> [TEXT]:
§ §
Saturday, August 21, 2004

Random Thoughts of Thomas Sowell #5

One of the biggest shams the liberals push is that Bill Clinton was responsible for the economic boom of the 90's. Like the "Tulip Craze" centuries ago (before Holland's economy BUSTED), Bill Clinton really could have done anything and the economy would still have grown because it was based on a deception that was the "Tech Boom."



Thomas Sowell tackles another liberal sham: The War on Poverty.
The War on Poverty represented the crowning triumph of the liberal vision of society -- and of government programs as the solution to social problems. The disastrous consequences that followed have made the word "liberal" so much of a political liability that today even candidates with long left-wing track records have evaded or denied that designation.

In the liberal vision, slums bred crime. But brand-new government housing projects almost immediately became new centers of crime and quickly degenerated into new slums. Many of these projects later had to be demolished. Unfortunately, the assumptions behind those projects were not demolished, but live on in other disastrous programs, such as Section 8 housing.

Rates of teenage pregnancy and venereal disease had been going down for years before the new 1960s attitudes toward sex spread rapidly through the schools, helped by War on Poverty money. These downward trends suddenly reversed and skyrocketed.
§ §
> [DATA SUPPLIED]:

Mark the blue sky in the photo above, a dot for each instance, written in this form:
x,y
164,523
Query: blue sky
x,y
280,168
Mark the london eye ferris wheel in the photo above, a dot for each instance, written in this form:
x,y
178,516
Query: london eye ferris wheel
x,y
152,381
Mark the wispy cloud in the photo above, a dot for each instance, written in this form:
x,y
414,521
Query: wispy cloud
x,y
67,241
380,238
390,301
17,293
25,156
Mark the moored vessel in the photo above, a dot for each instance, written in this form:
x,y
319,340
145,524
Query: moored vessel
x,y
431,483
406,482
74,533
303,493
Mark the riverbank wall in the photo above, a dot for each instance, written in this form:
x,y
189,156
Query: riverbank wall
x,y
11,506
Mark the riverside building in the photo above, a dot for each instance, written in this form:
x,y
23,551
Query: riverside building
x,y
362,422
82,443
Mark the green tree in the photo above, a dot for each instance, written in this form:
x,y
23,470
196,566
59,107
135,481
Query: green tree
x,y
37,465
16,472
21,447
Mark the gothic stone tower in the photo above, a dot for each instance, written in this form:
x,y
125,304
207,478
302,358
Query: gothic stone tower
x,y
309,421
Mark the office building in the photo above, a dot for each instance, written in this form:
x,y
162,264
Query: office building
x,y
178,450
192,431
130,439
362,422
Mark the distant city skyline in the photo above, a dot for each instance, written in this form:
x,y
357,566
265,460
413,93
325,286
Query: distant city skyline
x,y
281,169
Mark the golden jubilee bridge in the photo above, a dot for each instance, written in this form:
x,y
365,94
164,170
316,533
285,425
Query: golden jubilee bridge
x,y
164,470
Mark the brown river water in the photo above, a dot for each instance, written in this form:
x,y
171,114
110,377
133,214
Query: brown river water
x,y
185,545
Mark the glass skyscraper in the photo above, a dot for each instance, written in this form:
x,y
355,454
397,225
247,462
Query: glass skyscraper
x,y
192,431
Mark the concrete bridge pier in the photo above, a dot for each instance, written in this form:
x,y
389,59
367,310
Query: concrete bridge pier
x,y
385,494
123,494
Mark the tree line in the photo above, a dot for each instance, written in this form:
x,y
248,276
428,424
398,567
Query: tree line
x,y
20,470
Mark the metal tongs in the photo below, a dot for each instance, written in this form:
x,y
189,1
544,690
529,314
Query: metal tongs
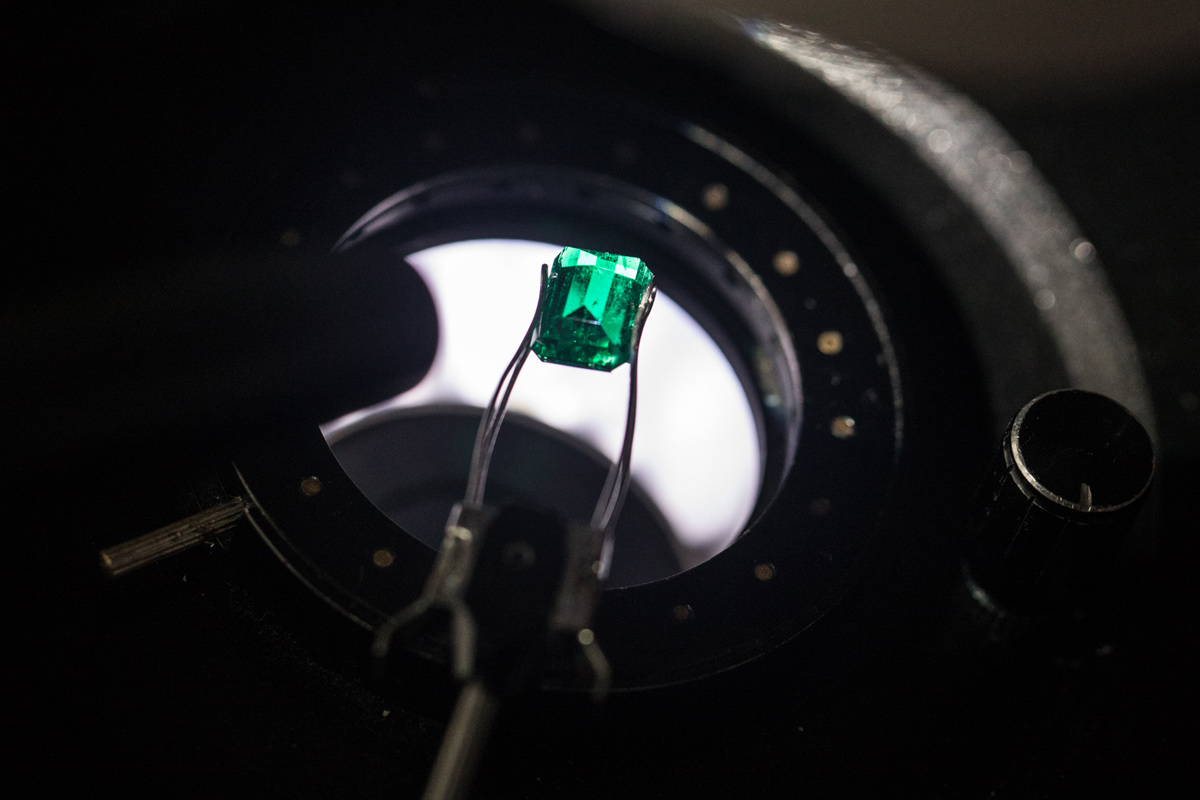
x,y
516,584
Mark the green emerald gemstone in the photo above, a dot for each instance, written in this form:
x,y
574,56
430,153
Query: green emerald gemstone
x,y
591,308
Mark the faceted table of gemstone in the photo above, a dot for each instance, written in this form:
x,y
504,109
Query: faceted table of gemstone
x,y
591,308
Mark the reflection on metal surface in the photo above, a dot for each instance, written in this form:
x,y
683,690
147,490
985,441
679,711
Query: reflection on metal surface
x,y
991,175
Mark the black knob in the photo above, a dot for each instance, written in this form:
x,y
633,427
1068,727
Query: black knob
x,y
1071,475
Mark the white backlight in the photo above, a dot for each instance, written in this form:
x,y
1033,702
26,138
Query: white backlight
x,y
696,445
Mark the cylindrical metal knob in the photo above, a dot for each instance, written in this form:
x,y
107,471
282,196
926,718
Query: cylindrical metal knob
x,y
1071,475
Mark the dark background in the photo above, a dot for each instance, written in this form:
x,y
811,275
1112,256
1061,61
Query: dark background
x,y
132,131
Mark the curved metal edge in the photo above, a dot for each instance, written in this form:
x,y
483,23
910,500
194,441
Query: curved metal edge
x,y
1013,447
995,178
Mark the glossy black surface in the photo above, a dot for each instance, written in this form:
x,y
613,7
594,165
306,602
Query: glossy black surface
x,y
150,134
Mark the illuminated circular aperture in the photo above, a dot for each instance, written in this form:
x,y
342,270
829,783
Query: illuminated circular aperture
x,y
696,444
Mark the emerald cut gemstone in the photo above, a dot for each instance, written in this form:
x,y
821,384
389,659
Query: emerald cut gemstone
x,y
591,308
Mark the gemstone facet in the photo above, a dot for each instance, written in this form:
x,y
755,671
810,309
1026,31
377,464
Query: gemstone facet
x,y
591,308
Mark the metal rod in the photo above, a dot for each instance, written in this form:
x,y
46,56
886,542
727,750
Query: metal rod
x,y
125,558
616,487
462,744
493,415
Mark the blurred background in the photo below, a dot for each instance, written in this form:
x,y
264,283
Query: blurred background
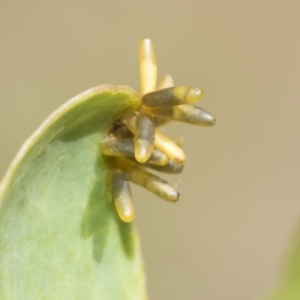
x,y
227,238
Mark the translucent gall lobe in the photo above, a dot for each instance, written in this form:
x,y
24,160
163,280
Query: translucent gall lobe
x,y
61,237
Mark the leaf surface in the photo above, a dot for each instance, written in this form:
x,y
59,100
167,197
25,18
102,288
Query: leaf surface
§ §
> [USING THE INFORMATION]:
1. Answer these questions using the blog post:
(a) To what earlier craze does it compare the economic boom of the 90's?
(b) What later had to happen to many of the new government housing projects?
(c) Which two rates had been going down for years before the new 1960s attitudes toward sex spread through the schools?
2. Continue the blog post on the War on Poverty, picking up after its last sentence.
The items have nothing to do with the blog post.

> [ANSWERS]:
1.
(a) The "Tulip Craze."
(b) They had to be demolished.
(c) Teenage pregnancy and venereal disease.

2.
The murder rate had also been going down, for decades, and in 1960 was just under half of what it had been in 1934. Then the new 1960s policies toward curing the "root causes" of crime and creating new "rights" for criminals began. Rates of violent crime, including murder, skyrocketed.

The black family, which had survived centuries of slavery and discrimination, began rapidly disintegrating in the liberal welfare state that subsidized unwed pregnancy and changed welfare from an emergency rescue to a way of life.

Government social programs such as the War on Poverty were considered a way to reduce urban riots. Such programs increased sharply during the 1960s. So did urban riots. Later, during the Reagan administration, which was denounced for not promoting social programs, there were far fewer urban riots.